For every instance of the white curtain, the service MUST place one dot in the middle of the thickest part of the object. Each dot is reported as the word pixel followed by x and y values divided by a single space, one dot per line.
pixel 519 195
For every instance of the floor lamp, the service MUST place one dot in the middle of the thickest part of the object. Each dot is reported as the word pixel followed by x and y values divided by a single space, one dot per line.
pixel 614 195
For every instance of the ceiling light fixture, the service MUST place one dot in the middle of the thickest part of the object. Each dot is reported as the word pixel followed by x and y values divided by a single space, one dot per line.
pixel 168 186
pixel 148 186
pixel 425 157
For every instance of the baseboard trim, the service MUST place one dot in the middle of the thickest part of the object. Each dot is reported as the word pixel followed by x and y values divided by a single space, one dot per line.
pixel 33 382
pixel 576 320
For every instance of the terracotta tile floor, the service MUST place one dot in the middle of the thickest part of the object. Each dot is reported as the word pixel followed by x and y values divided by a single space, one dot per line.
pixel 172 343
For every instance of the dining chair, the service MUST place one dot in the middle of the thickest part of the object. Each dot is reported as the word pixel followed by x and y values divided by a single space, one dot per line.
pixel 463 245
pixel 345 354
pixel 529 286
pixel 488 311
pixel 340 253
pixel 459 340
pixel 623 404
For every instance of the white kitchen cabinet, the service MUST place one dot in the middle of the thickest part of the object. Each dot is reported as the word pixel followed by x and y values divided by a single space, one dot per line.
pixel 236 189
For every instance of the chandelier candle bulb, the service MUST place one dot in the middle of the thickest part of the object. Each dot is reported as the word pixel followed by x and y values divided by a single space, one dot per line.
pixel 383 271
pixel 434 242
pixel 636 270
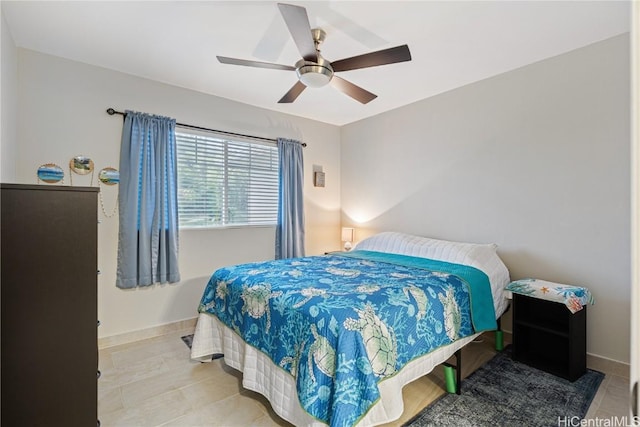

######

Copy the entries above verbatim. Pictures do not belong in the copy.

For every instance of the white curtain, the service MUST place one dot in the middle of the thickest part of the object. Each dot is reported as the word pixel followed by x and y values divided by a single space, one dot per line.
pixel 519 195
For every instance of the floor lamp, the service MUST place one dot in the middle of the thickest part of the object. Each dot is reported as the word pixel followed by x and y values divided by a single space, one dot per line.
pixel 614 195
For every instance of the ceiling light fixture, the service MUST place one dot in the middle of the thickest part of the object. Each dot is reported as the word pixel followed by x and y values divided by a single space, one dot per line.
pixel 168 186
pixel 148 186
pixel 425 157
For every instance of the baseboard trim, the service MUST place one dot in the middle of the thickest part of the object. Each dot is reported as the word pixel followed by x and y values divided by a single space, one dot per line.
pixel 33 382
pixel 576 320
For every instance of the terracotta tile floor, the service MUST place one dot in the middle of the thickest part of the object. Each dot is reported as the word pixel followed by x and y values divided by a single space, one dot per line.
pixel 172 343
For every instance of the dining chair, the service MUST place one dot in the middle of the thickest part of the object. Each dot is reported as the word pixel followed by x and y values divided by a single space, one dot per line.
pixel 463 245
pixel 345 354
pixel 529 286
pixel 488 311
pixel 340 253
pixel 459 340
pixel 623 404
For every instance of the white kitchen cabinet, the service MUST place one dot in the middle of the thickest part of the object. Each dot is reported as the word pixel followed by x and y values divided by a single space, one dot per line.
pixel 236 189
For every instance of the chandelier candle bulb, the service MUST place one dot in the middle of the thickest part of the object. Each dot is reported as the word pixel followed by x and y values divided by a single space, one dot per line.
pixel 383 271
pixel 434 242
pixel 636 270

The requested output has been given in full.